**Task material:**

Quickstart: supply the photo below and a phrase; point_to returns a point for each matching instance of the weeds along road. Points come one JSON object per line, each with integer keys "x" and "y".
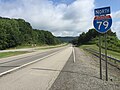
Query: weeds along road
{"x": 60, "y": 72}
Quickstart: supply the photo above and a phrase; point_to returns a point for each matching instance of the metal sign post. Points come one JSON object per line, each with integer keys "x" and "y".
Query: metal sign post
{"x": 106, "y": 56}
{"x": 102, "y": 23}
{"x": 100, "y": 56}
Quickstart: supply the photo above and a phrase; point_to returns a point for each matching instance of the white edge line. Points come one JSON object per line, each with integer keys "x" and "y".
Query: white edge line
{"x": 14, "y": 69}
{"x": 73, "y": 55}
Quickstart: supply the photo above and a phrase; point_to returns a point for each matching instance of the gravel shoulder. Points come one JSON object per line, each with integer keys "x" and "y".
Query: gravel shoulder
{"x": 84, "y": 75}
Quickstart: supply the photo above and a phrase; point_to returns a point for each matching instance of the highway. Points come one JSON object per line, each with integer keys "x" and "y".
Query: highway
{"x": 63, "y": 68}
{"x": 6, "y": 64}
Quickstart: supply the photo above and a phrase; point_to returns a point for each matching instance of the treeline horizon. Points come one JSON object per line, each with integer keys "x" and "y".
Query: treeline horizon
{"x": 92, "y": 37}
{"x": 14, "y": 32}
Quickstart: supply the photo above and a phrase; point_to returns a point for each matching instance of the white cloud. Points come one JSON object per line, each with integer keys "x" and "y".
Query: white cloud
{"x": 60, "y": 19}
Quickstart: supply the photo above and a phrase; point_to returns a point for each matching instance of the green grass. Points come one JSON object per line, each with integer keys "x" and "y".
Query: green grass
{"x": 95, "y": 47}
{"x": 8, "y": 54}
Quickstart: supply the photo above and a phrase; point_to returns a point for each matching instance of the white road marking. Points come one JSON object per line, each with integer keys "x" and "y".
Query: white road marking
{"x": 73, "y": 55}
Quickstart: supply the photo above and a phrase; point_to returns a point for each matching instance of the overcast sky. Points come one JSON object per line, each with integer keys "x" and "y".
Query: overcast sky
{"x": 61, "y": 17}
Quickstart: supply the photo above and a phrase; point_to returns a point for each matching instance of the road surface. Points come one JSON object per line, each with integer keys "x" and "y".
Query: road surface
{"x": 58, "y": 72}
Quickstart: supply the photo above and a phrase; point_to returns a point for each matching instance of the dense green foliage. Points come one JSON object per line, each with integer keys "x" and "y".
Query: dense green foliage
{"x": 92, "y": 37}
{"x": 66, "y": 39}
{"x": 14, "y": 32}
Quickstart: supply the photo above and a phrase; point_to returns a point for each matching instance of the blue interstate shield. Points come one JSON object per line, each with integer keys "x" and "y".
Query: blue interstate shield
{"x": 102, "y": 23}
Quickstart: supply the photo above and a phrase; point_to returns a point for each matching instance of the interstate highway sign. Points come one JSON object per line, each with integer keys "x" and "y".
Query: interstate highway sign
{"x": 102, "y": 11}
{"x": 102, "y": 23}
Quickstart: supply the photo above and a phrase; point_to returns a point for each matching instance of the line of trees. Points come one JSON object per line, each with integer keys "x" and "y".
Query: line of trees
{"x": 92, "y": 37}
{"x": 14, "y": 32}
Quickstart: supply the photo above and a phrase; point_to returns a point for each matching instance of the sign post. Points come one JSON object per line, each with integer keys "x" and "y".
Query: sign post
{"x": 102, "y": 23}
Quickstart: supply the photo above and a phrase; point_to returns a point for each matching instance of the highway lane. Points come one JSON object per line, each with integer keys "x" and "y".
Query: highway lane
{"x": 10, "y": 64}
{"x": 38, "y": 76}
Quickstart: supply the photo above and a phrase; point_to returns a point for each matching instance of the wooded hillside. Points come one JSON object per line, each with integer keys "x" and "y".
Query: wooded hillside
{"x": 14, "y": 32}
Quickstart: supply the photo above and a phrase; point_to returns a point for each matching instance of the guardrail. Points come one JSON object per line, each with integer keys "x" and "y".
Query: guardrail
{"x": 112, "y": 61}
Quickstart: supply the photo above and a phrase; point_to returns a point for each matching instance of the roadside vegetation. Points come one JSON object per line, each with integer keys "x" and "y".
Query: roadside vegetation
{"x": 18, "y": 32}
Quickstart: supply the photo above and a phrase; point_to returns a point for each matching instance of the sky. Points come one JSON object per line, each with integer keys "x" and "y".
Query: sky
{"x": 61, "y": 17}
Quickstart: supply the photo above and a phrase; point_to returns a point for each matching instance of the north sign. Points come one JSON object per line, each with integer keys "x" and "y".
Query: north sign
{"x": 102, "y": 23}
{"x": 102, "y": 11}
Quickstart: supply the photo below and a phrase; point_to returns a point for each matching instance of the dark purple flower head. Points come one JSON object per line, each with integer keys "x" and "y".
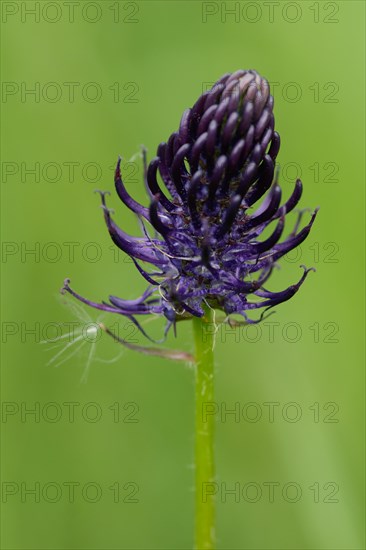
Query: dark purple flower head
{"x": 205, "y": 187}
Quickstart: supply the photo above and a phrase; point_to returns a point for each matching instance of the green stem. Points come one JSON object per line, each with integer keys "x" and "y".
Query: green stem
{"x": 203, "y": 329}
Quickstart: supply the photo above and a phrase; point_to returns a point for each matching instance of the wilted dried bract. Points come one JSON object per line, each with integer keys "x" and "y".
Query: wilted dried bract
{"x": 206, "y": 248}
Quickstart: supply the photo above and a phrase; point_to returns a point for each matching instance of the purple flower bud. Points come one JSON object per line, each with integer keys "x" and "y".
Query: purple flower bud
{"x": 204, "y": 186}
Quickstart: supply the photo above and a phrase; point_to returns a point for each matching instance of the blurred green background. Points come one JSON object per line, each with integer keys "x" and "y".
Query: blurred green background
{"x": 108, "y": 77}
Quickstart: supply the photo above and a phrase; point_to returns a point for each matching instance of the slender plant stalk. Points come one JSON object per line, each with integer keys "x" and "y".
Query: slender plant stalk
{"x": 204, "y": 452}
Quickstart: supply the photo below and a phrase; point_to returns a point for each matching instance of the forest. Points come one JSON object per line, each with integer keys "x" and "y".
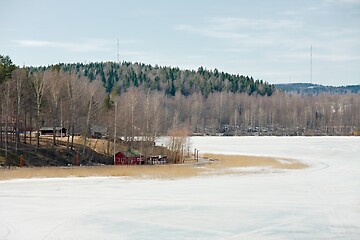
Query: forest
{"x": 132, "y": 100}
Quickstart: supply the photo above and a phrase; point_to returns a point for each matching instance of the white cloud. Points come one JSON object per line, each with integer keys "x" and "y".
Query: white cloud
{"x": 240, "y": 28}
{"x": 344, "y": 1}
{"x": 86, "y": 46}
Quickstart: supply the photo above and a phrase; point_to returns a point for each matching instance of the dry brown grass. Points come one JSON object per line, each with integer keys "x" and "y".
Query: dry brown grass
{"x": 224, "y": 163}
{"x": 231, "y": 161}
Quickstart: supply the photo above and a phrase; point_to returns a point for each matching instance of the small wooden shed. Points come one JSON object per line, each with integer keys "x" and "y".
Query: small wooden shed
{"x": 49, "y": 131}
{"x": 130, "y": 157}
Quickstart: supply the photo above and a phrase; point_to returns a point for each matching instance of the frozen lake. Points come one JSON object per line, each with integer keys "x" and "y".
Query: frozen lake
{"x": 320, "y": 202}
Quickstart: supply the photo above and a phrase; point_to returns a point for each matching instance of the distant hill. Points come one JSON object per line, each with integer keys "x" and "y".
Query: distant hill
{"x": 314, "y": 89}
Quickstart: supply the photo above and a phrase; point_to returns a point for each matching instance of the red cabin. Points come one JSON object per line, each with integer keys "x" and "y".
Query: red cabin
{"x": 129, "y": 158}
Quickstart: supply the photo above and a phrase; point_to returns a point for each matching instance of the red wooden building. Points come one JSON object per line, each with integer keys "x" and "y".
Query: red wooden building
{"x": 129, "y": 158}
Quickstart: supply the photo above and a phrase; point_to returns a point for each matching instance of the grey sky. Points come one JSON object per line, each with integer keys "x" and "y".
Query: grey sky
{"x": 268, "y": 40}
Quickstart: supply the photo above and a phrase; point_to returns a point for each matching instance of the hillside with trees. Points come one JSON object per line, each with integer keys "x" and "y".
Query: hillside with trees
{"x": 168, "y": 80}
{"x": 314, "y": 89}
{"x": 132, "y": 101}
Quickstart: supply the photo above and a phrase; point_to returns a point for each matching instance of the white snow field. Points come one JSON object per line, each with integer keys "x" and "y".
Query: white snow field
{"x": 319, "y": 202}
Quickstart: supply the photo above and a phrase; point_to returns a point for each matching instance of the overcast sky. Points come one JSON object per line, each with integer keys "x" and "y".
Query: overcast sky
{"x": 268, "y": 40}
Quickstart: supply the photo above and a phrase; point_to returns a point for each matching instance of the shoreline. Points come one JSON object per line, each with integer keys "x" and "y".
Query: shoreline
{"x": 217, "y": 164}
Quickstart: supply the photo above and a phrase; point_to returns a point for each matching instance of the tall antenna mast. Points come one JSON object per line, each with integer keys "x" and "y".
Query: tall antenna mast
{"x": 118, "y": 51}
{"x": 311, "y": 63}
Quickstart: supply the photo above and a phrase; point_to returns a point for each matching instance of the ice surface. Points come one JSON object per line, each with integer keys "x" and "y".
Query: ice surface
{"x": 320, "y": 202}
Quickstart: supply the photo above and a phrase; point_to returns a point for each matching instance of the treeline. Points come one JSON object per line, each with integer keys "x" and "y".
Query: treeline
{"x": 168, "y": 80}
{"x": 315, "y": 89}
{"x": 56, "y": 96}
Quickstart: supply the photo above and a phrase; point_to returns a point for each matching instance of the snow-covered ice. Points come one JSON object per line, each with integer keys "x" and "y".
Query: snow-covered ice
{"x": 319, "y": 202}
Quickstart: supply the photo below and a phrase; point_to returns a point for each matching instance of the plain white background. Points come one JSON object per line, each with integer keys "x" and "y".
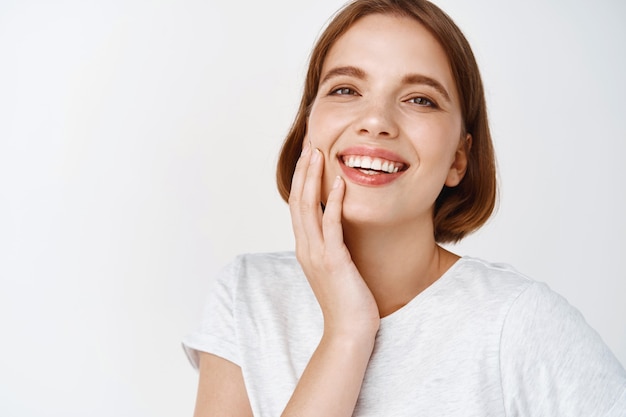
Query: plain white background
{"x": 137, "y": 148}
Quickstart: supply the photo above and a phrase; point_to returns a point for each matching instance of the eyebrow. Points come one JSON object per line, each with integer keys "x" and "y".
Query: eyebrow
{"x": 431, "y": 82}
{"x": 350, "y": 71}
{"x": 408, "y": 79}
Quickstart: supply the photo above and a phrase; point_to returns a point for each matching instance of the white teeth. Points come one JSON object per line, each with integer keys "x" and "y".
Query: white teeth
{"x": 374, "y": 164}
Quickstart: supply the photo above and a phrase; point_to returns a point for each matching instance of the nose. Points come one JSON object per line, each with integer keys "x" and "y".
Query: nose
{"x": 377, "y": 120}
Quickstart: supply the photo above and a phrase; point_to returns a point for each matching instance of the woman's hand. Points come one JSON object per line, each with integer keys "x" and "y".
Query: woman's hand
{"x": 347, "y": 304}
{"x": 331, "y": 381}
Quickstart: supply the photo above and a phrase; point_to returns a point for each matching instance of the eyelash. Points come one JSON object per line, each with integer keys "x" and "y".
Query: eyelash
{"x": 347, "y": 91}
{"x": 343, "y": 91}
{"x": 425, "y": 102}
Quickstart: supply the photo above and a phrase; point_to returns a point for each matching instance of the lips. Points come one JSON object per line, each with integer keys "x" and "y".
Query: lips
{"x": 371, "y": 166}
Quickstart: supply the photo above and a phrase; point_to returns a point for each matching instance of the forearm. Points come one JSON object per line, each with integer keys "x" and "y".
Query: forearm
{"x": 332, "y": 380}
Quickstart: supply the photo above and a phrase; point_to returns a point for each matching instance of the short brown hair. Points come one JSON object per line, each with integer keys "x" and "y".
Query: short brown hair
{"x": 458, "y": 210}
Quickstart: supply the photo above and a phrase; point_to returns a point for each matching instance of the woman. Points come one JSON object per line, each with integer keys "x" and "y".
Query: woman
{"x": 389, "y": 156}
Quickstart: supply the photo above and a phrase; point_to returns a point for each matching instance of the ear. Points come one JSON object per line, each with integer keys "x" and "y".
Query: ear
{"x": 459, "y": 164}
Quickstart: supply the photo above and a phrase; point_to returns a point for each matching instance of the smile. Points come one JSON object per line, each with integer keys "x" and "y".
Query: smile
{"x": 372, "y": 165}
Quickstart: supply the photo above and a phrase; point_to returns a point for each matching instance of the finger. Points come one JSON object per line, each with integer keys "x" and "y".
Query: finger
{"x": 310, "y": 206}
{"x": 299, "y": 175}
{"x": 331, "y": 223}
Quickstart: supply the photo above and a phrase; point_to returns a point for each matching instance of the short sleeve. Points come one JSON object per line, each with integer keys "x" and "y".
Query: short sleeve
{"x": 554, "y": 364}
{"x": 217, "y": 333}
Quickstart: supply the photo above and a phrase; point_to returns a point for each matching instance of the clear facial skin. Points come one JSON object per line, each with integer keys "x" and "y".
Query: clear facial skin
{"x": 387, "y": 92}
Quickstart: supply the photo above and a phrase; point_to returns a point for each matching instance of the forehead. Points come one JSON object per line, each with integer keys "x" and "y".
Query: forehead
{"x": 391, "y": 45}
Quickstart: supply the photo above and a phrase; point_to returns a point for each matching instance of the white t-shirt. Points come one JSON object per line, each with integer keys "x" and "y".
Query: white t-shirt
{"x": 483, "y": 340}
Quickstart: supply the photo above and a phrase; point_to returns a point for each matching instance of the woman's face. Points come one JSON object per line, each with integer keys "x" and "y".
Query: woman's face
{"x": 387, "y": 119}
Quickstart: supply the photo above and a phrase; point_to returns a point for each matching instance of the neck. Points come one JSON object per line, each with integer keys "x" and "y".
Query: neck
{"x": 397, "y": 263}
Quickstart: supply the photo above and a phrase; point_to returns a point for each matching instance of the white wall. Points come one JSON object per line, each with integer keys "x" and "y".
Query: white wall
{"x": 137, "y": 147}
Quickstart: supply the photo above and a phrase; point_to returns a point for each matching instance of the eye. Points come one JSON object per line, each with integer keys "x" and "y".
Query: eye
{"x": 422, "y": 101}
{"x": 343, "y": 91}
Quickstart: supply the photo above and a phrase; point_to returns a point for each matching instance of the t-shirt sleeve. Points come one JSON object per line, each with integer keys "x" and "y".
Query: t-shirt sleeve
{"x": 217, "y": 333}
{"x": 554, "y": 364}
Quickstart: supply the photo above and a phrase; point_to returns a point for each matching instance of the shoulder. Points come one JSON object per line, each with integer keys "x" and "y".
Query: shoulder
{"x": 268, "y": 266}
{"x": 265, "y": 277}
{"x": 487, "y": 282}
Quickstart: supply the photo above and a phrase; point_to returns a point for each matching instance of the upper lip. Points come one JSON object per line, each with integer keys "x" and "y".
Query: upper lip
{"x": 375, "y": 153}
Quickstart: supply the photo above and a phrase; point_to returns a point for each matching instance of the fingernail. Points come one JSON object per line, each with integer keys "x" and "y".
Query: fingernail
{"x": 337, "y": 182}
{"x": 316, "y": 156}
{"x": 306, "y": 148}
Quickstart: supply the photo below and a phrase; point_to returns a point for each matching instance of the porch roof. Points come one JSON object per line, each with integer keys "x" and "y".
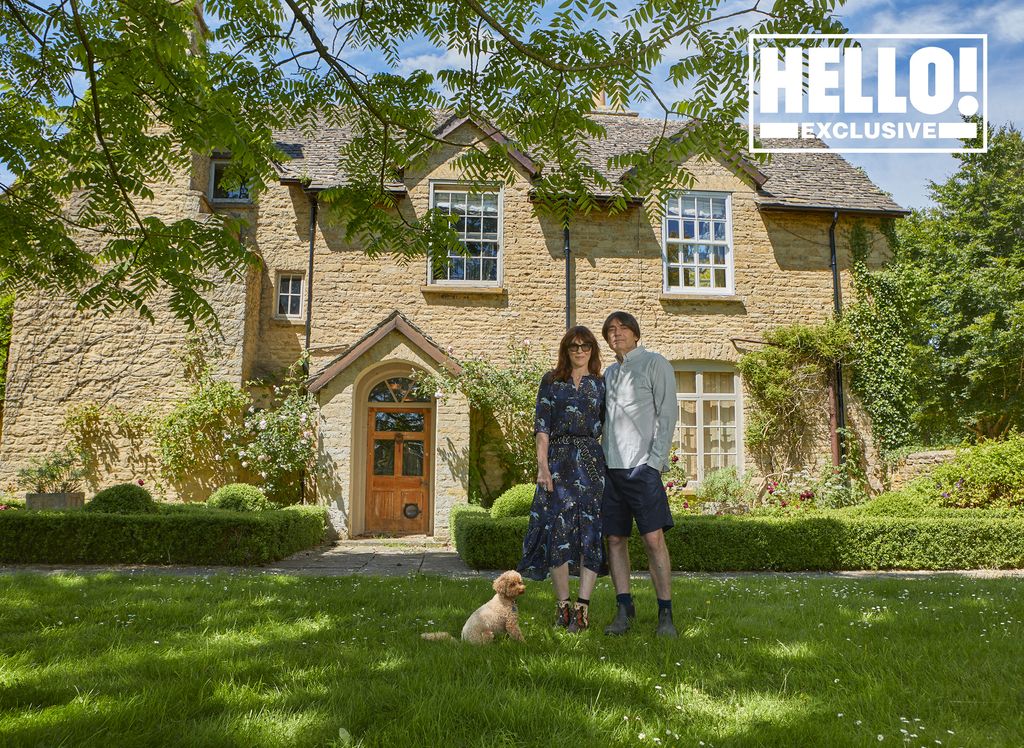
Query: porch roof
{"x": 395, "y": 322}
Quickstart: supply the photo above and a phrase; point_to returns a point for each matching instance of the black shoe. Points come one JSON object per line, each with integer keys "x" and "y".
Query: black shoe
{"x": 621, "y": 624}
{"x": 665, "y": 625}
{"x": 564, "y": 615}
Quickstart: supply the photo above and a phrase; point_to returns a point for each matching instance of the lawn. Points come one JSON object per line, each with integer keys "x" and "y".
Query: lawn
{"x": 764, "y": 660}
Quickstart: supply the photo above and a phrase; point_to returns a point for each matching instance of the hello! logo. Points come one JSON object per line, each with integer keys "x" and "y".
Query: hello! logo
{"x": 868, "y": 92}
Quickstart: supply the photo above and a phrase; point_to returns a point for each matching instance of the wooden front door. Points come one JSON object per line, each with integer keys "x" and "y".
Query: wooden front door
{"x": 398, "y": 470}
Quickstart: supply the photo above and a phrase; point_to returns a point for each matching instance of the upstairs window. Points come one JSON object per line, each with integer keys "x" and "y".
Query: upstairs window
{"x": 291, "y": 301}
{"x": 479, "y": 230}
{"x": 219, "y": 193}
{"x": 697, "y": 244}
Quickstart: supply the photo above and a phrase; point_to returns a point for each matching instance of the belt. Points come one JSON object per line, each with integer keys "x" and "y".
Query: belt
{"x": 594, "y": 466}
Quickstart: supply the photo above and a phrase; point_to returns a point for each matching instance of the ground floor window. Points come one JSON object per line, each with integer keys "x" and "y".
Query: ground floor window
{"x": 708, "y": 433}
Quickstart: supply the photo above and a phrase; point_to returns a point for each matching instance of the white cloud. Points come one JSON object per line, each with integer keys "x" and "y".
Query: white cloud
{"x": 433, "y": 61}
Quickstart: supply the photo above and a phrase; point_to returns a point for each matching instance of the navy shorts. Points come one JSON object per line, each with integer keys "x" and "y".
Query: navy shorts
{"x": 642, "y": 498}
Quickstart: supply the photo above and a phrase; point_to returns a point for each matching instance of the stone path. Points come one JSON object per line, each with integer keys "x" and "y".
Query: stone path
{"x": 419, "y": 554}
{"x": 372, "y": 556}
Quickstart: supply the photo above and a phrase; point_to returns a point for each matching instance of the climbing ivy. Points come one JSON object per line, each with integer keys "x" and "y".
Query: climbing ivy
{"x": 786, "y": 381}
{"x": 883, "y": 360}
{"x": 6, "y": 319}
{"x": 502, "y": 400}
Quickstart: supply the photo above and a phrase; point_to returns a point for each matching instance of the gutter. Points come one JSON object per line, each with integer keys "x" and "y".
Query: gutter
{"x": 313, "y": 206}
{"x": 568, "y": 275}
{"x": 839, "y": 406}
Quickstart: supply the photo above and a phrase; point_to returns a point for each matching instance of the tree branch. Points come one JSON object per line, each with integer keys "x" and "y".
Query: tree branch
{"x": 112, "y": 164}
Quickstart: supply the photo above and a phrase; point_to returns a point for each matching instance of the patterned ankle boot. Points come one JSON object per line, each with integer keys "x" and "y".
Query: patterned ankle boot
{"x": 564, "y": 615}
{"x": 581, "y": 618}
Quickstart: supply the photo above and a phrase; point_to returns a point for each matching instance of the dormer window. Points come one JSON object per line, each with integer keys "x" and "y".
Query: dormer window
{"x": 697, "y": 244}
{"x": 479, "y": 227}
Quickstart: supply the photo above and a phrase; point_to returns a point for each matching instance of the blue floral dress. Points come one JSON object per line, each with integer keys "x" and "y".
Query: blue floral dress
{"x": 565, "y": 524}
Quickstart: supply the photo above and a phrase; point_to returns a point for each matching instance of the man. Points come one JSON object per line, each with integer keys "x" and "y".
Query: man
{"x": 640, "y": 420}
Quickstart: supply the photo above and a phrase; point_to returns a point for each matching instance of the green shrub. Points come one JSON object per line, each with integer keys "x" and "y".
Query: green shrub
{"x": 239, "y": 497}
{"x": 484, "y": 542}
{"x": 514, "y": 502}
{"x": 819, "y": 541}
{"x": 461, "y": 510}
{"x": 914, "y": 499}
{"x": 989, "y": 474}
{"x": 173, "y": 535}
{"x": 126, "y": 498}
{"x": 725, "y": 486}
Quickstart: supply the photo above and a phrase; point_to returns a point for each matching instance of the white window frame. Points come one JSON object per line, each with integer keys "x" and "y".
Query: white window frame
{"x": 302, "y": 295}
{"x": 214, "y": 163}
{"x": 699, "y": 368}
{"x": 448, "y": 185}
{"x": 681, "y": 290}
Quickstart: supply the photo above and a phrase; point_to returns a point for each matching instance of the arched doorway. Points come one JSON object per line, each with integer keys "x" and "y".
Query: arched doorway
{"x": 398, "y": 452}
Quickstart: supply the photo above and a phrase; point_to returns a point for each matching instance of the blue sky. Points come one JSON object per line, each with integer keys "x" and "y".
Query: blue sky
{"x": 906, "y": 176}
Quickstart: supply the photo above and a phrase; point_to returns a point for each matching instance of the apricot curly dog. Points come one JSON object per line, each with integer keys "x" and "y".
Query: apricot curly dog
{"x": 499, "y": 615}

**To do:** Give back exactly the lines from the one containing "the white window" to the end of the material, both ends included.

**Written reply:**
Quickstart: supply the photo above and a phrase; point_to returns a point for each matching instance of the white window frame. Points come one JSON object per line, each with integer keys "x" and "y".
Query: white window frame
{"x": 302, "y": 295}
{"x": 214, "y": 163}
{"x": 699, "y": 368}
{"x": 448, "y": 185}
{"x": 681, "y": 290}
Quickstart: supply the photo above and a phrase; point_to returns a point for each matching instance of the arched doorway. Points come one JSON object per line, each with integer keys "x" and "y".
Query: arched doorway
{"x": 398, "y": 452}
Quickstart: supply the photo above and a phrase; point_to returns a point for each matching instance of the blue sky. Points come one JSON object per line, each with integer keys "x" and "y".
Query: blue sky
{"x": 906, "y": 176}
Quickstart: supply the photo above and a phrase; point_to returns a point for each matching instance of the apricot curly dog. Points come one JSON object per line, each with integer keys "x" and "y".
Query: apricot curly dog
{"x": 499, "y": 615}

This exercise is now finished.